### WORK TO BE COMPLETED
Print out each record below, unaltered and complete, without its images.

### INPUT FOR THIS TASK
## START

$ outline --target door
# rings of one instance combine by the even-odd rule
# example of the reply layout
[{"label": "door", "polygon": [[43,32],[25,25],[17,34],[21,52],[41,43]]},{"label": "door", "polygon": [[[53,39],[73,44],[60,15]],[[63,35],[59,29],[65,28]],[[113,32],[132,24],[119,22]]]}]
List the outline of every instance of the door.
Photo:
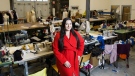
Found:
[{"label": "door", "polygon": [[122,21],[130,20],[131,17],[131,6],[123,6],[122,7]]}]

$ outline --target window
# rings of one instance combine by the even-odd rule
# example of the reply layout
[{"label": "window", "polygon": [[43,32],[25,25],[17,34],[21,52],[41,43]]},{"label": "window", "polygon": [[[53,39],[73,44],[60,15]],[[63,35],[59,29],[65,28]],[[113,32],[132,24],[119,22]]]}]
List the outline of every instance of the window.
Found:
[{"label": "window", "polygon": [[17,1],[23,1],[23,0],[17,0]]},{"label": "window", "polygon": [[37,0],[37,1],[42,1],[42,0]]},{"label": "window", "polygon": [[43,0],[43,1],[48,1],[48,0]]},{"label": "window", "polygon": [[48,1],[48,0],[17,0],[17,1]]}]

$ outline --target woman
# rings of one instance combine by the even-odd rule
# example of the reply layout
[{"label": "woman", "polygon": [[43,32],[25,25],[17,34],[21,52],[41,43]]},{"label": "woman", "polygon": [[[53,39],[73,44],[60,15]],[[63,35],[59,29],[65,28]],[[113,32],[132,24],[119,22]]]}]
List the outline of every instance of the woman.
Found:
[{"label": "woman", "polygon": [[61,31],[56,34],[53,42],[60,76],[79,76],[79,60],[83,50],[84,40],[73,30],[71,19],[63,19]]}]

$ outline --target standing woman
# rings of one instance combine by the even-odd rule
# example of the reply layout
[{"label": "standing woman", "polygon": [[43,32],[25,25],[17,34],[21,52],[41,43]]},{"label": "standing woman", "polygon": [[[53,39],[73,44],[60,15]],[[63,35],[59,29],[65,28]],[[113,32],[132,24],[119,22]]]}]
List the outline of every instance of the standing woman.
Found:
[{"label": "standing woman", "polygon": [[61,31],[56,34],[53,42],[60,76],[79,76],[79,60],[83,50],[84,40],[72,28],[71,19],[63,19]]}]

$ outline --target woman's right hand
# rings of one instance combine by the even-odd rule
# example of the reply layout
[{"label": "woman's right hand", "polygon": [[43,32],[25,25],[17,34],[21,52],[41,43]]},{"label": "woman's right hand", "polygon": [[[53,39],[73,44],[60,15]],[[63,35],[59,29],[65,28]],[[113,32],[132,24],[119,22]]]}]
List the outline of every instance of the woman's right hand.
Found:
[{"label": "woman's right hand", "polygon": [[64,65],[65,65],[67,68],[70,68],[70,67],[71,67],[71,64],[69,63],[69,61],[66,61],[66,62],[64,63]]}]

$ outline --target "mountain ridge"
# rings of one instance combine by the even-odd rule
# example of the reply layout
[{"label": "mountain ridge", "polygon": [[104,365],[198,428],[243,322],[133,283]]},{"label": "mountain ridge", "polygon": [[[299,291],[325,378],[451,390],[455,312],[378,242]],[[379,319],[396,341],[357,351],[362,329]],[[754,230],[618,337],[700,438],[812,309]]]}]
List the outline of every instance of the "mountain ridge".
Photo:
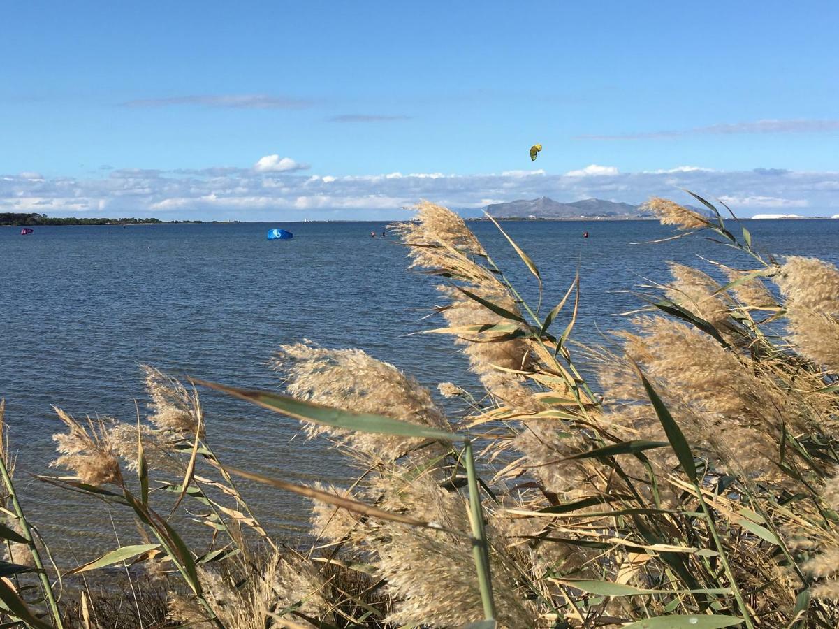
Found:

## END

### SOLUTION BELOW
$ outline --target door
# rings of one instance combine by the even-odd rule
# example of the reply layout
[{"label": "door", "polygon": [[43,32],[25,25],[17,34],[21,52],[41,43]]},{"label": "door", "polygon": [[[53,39],[73,44],[60,15]],[[63,35],[59,29],[65,28]],[[113,32],[132,24],[119,22]]]}]
List the outline of every instance of the door.
Photo:
Found:
[{"label": "door", "polygon": [[122,21],[130,20],[131,17],[131,6],[123,6],[122,7]]}]

$ outline --target window
# rings of one instance combine by the even-odd rule
# example of the reply layout
[{"label": "window", "polygon": [[43,32],[25,25],[17,34],[21,52],[41,43]]},{"label": "window", "polygon": [[[53,39],[73,44],[60,15]],[[63,35],[59,29],[65,28]],[[113,32],[132,24],[119,22]]]}]
List the outline of every instance of the window.
Found:
[{"label": "window", "polygon": [[17,1],[23,1],[23,0],[17,0]]},{"label": "window", "polygon": [[37,0],[37,1],[42,1],[42,0]]},{"label": "window", "polygon": [[43,0],[43,1],[48,1],[48,0]]},{"label": "window", "polygon": [[48,1],[48,0],[17,0],[17,1]]}]

$ outline --target woman
# rings of one instance combine by the even-odd rule
# example of the reply layout
[{"label": "woman", "polygon": [[43,32],[25,25],[17,34],[21,52],[41,43]]},{"label": "woman", "polygon": [[[53,39],[73,44],[60,15]],[[63,35],[59,29],[65,28]],[[113,32],[132,24],[119,22]]]}]
List the outline of every instance of the woman.
Found:
[{"label": "woman", "polygon": [[61,31],[56,34],[53,42],[60,76],[79,76],[79,60],[83,50],[84,40],[73,30],[71,19],[63,19]]}]

$ outline --target standing woman
# rings of one instance combine by the even-odd rule
# example of the reply layout
[{"label": "standing woman", "polygon": [[43,32],[25,25],[17,34],[21,52],[41,43]]},{"label": "standing woman", "polygon": [[[53,39],[73,44],[60,15]],[[63,35],[59,29],[65,28]],[[113,32],[132,24],[119,22]]]}]
List the outline of every instance of the standing woman.
Found:
[{"label": "standing woman", "polygon": [[61,31],[56,34],[53,42],[60,76],[79,76],[79,60],[83,50],[84,40],[72,28],[71,19],[63,19]]}]

$ outline --target woman's right hand
# rings of one instance combine by the even-odd rule
# example of the reply layout
[{"label": "woman's right hand", "polygon": [[43,32],[25,25],[17,34],[21,52],[41,43]]},{"label": "woman's right hand", "polygon": [[[53,39],[73,44],[60,15]],[[63,35],[59,29],[65,28]],[[113,32],[132,24],[119,22]]]}]
List the outline of every instance of the woman's right hand.
Found:
[{"label": "woman's right hand", "polygon": [[64,65],[65,65],[67,68],[70,68],[70,67],[71,67],[71,64],[69,63],[69,61],[66,61],[66,62],[64,63]]}]

$ outline --target "mountain ridge"
# rings of one instance combine by the even-odd rule
# example of the reply layout
[{"label": "mountain ridge", "polygon": [[104,365],[198,428],[243,322],[133,283]]},{"label": "mountain ridge", "polygon": [[[299,291],[325,378],[451,390],[455,312],[378,242]],[[379,319],[396,341],[357,351],[362,329]],[[754,230],[618,337],[700,438],[812,309]]]}]
List the outline of every instance of the "mountain ridge".
Photo:
Found:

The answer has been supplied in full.